- _Material provided_:

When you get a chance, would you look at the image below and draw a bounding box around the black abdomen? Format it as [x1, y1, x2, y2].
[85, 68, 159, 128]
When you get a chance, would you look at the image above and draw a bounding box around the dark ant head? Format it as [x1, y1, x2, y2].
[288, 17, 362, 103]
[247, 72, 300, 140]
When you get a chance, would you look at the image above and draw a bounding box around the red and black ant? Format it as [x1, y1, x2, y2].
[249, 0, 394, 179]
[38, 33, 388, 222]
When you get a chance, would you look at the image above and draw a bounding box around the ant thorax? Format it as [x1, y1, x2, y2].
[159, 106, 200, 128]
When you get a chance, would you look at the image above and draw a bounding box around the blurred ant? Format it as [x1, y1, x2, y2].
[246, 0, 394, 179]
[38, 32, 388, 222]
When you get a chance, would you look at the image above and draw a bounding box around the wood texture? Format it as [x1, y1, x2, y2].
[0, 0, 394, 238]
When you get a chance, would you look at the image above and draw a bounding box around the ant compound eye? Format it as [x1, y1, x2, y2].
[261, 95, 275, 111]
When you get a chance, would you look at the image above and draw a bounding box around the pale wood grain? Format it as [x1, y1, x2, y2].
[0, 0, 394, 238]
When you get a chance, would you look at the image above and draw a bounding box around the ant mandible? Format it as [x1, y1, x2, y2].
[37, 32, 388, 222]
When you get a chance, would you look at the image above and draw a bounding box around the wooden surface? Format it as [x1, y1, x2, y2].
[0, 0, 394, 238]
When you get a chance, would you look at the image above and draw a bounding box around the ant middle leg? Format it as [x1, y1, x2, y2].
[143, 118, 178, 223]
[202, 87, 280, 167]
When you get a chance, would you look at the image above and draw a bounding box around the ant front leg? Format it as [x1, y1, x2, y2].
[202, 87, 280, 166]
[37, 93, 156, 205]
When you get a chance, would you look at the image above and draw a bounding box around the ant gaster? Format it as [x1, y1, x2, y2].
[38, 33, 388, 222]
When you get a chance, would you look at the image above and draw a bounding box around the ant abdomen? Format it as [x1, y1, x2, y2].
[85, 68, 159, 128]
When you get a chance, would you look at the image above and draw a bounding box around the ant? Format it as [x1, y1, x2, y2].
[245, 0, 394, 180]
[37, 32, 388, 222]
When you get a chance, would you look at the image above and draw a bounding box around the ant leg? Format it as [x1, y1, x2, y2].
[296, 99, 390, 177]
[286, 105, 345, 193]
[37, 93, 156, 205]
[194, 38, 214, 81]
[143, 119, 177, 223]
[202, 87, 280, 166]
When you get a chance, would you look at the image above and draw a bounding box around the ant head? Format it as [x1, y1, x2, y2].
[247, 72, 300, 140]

- _Exercise brief_: Copy the entries from the line containing "the ant leg?" through the end of the entries, inclusive, and shift every bounding-box coordinate in the answers up by 28. Keep the request lines in place and unchanged.

- _Result below_:
When you get a chance, would you look at the image above and draw a bounding box around the ant leg? Format it as [x1, y1, x2, y2].
[324, 127, 418, 205]
[314, 133, 373, 221]
[65, 121, 184, 233]
[222, 66, 242, 109]
[171, 147, 205, 251]
[230, 115, 308, 194]
When you get a chance, would you look at the image above and draw a bounding box around the ant head? Format it as [x1, y1, x2, y2].
[275, 100, 328, 168]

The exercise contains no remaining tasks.